> [Activity]: Pick up the study notes on the power of words after their final sentence and write the next part, keeping the same voice and format.

(Excerpted text)

Even if we’ve never acknowledged it, the reason words are so powerful is because they reveal what’s in our hearts…The worst part of regretting your words is knowing where your heart was at when you misspoke –– or knowing where someone else’s heart was at when they said what they did to you. Our words alter reality for people, and every time we open our mouths we have an opportunity to bring to life hope or hurt for someone else. In our new series, Sticks X Stones, let’s talk about the most powerful tool we all possess: our words.
1. Words are creative
Proverbs 12:18, 15:1
- God’s words are creative in a way biblical scholars refer to as “ex nihilo” –– he creates something from nothing. Our words aren’t creative in the same way, in that we don’t create stuff from nothing. But we do help create realities. We can bless people and lift them up, or we can tear people down. Every time we speak, something is created.
- In heated moments, when we answer gently, we turn away wrath. Our words create contexts for either good or bad things to bloom. They have power. The Bible is full of examples of this from the blessings of Genesis, to the curses of the prophets, to the warnings found in James.
- However, when God works, he often divinely inspires his people. We call these instances “the spiritual gifts.” These are the moments when God invited humans into what he is doing, and speaks to us in a way that we can understand. Sometimes this manifests through encouragement, teaching, or someone saying the right words in the right moment, but it can also show up as dreams, visions, words of prophecy, or tongues (people speaking a language that they do not know).
Take some time, and ask the Holy Spirit to pour out the spiritual gifts in your life. How are you walking in the Spirit when it comes to your words? What realities are you creating with your words?
2. Words are a window to your heart
- Our words are a way for us to diagnose what’s going on in our hearts. Jesus said, “From the overflow of the heart the mouth speaks” (Luke 6:45). We have to cultivate our hearts first and foremost –– that’s where our words come from!
- We all love flavorful food, but good food all starts with good soil, as any farmer will tell you. In the same way, we all want to be full of kind words and kind actions, but it starts in the health of our hearts. It’s the invisible, below-the-surface work that results in a beautiful life.

(End Excerpted text)
(Data provided)

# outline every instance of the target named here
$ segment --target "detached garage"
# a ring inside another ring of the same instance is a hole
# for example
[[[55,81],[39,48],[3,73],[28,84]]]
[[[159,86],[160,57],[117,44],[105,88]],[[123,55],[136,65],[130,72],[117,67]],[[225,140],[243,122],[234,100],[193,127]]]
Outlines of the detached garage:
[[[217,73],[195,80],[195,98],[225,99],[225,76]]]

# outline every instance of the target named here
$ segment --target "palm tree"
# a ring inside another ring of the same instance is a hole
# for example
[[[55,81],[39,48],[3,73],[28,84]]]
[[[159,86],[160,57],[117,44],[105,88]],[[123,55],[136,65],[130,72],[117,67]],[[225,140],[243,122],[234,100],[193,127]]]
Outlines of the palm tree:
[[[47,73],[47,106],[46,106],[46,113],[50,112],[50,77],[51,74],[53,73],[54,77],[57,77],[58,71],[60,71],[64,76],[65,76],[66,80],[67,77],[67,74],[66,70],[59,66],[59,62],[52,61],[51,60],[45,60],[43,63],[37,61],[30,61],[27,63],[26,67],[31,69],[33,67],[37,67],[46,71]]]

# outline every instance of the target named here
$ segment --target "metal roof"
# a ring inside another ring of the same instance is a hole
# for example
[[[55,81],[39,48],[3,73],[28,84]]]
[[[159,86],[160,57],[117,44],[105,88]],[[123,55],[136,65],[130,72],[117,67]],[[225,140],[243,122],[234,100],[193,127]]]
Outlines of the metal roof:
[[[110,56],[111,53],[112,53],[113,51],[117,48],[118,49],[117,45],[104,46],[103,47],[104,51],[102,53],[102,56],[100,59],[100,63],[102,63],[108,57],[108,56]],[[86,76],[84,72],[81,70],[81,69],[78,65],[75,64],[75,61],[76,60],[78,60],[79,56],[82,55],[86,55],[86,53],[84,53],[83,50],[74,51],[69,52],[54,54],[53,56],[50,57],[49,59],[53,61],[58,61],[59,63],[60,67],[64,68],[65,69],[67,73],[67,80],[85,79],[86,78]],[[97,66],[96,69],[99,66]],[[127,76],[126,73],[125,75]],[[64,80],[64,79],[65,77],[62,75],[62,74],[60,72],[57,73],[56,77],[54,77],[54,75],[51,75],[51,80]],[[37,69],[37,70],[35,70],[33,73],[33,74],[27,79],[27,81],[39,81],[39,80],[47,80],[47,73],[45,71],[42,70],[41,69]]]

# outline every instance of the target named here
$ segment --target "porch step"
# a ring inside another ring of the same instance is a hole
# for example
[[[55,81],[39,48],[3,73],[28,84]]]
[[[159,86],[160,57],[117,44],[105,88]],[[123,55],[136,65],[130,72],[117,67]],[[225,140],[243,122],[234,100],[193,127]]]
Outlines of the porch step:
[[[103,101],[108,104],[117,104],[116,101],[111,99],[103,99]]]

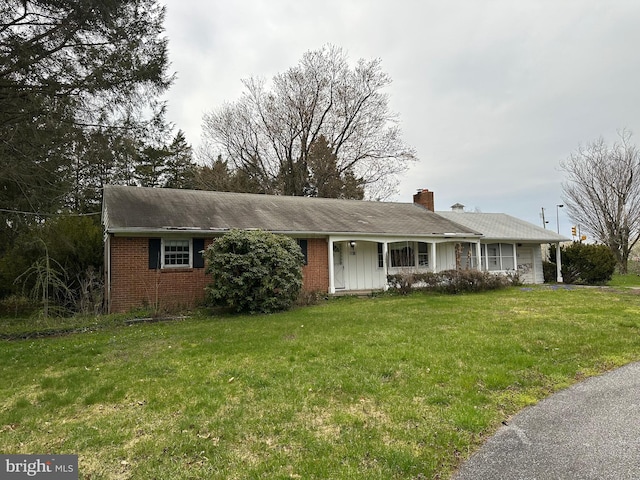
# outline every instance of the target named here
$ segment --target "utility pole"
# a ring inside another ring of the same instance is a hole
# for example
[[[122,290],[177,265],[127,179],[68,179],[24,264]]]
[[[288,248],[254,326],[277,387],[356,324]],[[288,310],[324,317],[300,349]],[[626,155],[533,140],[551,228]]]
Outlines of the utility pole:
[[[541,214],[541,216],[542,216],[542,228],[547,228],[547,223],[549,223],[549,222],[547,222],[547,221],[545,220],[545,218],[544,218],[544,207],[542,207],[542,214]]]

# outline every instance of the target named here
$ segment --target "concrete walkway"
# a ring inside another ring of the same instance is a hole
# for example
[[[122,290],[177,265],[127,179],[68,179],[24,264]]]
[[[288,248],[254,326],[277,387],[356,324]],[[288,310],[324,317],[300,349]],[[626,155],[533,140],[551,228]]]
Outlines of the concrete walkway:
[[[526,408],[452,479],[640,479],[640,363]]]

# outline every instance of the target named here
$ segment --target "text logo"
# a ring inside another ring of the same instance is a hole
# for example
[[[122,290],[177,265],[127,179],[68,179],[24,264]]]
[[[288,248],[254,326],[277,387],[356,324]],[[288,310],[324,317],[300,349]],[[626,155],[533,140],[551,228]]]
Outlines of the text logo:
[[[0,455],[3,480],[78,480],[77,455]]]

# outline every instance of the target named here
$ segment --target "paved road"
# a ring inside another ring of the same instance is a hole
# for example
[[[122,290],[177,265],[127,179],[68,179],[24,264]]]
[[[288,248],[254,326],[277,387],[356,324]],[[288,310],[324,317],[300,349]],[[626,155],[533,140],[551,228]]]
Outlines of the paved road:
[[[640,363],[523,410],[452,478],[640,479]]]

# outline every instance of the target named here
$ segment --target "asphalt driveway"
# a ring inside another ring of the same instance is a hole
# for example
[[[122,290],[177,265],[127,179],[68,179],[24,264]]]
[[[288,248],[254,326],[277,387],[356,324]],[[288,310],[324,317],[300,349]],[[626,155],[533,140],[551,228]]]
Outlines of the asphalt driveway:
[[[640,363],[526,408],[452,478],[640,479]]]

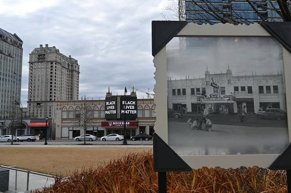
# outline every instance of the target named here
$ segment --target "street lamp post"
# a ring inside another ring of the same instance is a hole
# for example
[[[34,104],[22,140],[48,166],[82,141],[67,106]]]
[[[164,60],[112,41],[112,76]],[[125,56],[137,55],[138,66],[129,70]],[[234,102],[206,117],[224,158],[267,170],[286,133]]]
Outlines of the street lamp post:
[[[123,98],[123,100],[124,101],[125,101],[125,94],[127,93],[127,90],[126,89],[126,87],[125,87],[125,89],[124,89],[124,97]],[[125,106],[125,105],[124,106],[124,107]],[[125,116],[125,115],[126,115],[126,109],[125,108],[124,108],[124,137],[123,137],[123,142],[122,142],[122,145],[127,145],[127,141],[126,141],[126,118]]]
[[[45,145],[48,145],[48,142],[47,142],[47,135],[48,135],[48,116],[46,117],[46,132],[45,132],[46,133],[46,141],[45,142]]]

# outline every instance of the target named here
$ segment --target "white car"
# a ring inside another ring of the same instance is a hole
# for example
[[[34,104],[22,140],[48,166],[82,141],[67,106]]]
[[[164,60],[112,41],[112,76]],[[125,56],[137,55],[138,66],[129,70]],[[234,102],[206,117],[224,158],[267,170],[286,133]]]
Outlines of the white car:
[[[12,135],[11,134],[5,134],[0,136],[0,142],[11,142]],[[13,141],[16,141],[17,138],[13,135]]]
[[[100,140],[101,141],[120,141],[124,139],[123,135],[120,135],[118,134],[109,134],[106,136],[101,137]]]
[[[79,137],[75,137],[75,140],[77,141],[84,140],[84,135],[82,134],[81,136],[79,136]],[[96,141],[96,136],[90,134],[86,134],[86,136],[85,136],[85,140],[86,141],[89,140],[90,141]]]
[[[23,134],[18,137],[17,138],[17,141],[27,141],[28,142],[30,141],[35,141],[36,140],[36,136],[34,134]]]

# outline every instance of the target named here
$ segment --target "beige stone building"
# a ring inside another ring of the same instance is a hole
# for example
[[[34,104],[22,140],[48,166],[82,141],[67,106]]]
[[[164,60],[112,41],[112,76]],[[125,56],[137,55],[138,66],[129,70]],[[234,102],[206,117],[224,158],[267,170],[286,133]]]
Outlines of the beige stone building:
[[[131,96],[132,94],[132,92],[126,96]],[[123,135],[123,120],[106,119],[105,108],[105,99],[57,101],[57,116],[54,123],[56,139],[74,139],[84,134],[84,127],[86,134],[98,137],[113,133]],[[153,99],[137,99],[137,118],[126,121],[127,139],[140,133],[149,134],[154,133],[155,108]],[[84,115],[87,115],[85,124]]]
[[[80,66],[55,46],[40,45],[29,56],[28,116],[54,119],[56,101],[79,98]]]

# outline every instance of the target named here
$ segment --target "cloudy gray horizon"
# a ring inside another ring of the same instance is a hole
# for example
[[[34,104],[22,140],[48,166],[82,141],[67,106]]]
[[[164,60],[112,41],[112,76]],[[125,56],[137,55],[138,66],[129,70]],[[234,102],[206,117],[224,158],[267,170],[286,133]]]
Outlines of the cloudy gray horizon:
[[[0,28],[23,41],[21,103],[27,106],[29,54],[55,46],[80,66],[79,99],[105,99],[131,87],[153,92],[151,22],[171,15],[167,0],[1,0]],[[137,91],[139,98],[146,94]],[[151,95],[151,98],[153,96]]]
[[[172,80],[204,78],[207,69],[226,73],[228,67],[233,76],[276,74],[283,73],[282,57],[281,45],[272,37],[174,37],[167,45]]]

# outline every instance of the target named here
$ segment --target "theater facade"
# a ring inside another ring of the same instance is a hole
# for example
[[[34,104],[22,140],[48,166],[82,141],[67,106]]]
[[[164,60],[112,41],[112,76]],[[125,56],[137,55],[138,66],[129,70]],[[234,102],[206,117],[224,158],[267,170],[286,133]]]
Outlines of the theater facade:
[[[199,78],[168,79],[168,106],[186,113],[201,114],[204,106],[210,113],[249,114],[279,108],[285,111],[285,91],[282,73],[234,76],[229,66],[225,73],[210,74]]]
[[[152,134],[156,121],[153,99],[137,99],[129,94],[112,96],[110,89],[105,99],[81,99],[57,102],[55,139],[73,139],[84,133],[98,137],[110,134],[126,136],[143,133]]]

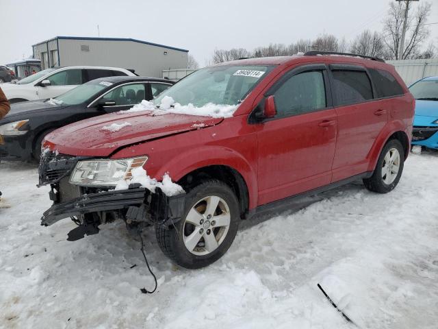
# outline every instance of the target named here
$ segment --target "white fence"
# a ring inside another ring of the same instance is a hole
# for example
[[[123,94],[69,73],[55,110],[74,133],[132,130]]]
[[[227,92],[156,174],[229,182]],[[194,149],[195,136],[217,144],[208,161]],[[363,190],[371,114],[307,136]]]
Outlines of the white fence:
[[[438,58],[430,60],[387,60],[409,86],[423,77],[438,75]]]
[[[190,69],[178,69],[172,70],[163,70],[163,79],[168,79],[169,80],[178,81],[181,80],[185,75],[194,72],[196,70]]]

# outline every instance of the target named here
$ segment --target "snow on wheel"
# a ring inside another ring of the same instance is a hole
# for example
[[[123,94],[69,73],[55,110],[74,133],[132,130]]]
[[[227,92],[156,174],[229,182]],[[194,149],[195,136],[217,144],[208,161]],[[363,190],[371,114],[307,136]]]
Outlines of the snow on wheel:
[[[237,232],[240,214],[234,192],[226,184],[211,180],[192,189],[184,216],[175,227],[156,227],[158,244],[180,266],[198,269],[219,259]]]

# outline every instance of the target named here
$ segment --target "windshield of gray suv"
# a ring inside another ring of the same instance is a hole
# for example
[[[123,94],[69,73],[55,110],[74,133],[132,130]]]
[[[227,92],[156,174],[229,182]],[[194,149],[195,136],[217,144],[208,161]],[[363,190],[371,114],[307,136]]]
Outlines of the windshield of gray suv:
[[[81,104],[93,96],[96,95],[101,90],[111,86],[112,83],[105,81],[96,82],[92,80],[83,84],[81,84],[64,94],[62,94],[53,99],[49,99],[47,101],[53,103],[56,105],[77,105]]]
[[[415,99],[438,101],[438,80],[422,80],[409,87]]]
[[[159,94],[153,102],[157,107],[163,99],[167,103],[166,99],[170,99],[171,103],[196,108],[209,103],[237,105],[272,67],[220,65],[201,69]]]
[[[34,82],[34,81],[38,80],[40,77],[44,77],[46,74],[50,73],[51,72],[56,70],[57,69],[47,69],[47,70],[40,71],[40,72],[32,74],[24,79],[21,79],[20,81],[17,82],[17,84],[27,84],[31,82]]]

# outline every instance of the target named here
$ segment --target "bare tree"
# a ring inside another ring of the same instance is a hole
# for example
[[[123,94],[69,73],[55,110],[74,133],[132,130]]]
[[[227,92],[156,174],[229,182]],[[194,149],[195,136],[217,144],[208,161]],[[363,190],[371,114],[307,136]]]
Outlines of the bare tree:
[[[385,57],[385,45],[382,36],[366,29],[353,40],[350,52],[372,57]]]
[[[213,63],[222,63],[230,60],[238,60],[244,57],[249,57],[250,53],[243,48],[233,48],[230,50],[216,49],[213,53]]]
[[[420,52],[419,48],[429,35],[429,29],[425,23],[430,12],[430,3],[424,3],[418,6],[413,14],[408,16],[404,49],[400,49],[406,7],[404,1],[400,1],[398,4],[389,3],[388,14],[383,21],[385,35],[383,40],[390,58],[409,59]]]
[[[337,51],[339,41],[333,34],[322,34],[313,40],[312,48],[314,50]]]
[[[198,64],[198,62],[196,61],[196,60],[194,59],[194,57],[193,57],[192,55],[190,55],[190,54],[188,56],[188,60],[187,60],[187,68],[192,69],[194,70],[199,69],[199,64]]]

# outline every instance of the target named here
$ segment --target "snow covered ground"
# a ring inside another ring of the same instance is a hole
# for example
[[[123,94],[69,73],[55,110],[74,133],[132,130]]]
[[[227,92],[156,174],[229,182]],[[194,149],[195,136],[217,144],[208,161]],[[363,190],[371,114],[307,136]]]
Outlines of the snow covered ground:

(End Data provided)

> [Response]:
- When we see what’s in our hearts, if it doesn’t glorify God, we should confess our sin to the Lord and turn our lives into ones that glorify him. So whatever our words reveal to us about hearts, it’s an opportunity to live in such a way that we glorify God!
What are you putting into your heart to cultivate it? How do you need to better cultivate your heart so that your words might bless others?
3. Words must be guarded
- The wise person doesn’t say everything. There’s a difference between transparency and vulnerability. Transparency says, “This is who I am. Deal with it.” Vulnerability says, “This is who I am. Can you help me?”
- The Bible calls us to more than transparency. It calls us to be vulnerable with one another, to admit that we don’t have it all figured out.
- We need to guard our words because they’re creative, and once they’re out there, we can’t pull them back. We need to be careful not to just spill our thoughts and emotions all over the place.
Take some time and invite the Holy Spirit to grow in you the fruit of self-control. How do you need to partner with the Spirit in walking in self-control?
4. Words should bless
Proverbs 16:24; Ephesians 4:29
- We don’t always know what to say or when to say it, but we can ask the Lord to guard our hearts. He wants to help us to navigate using our words effectively. We are going to be held accountable for the words we speak, and the Lord wants to help us speak words that are meaningful.
- Even as we guard our words, we don’t have to be neutral –– we can bless others! Our words can and should be vehicles of the blessing of God. As we listen to the Lord, we can convey his words to others and partner with him in his life-giving work.
How can you better enjoy the blessings God has given you? How can you move from a place of neutrality in your relationships and into a place where you bless others in the way you speak?
Optional Follow-up Questions:
- What makes you say that?
- How do you feel about that?
- How would you explain your answer to a non-Christian friend or neighbor?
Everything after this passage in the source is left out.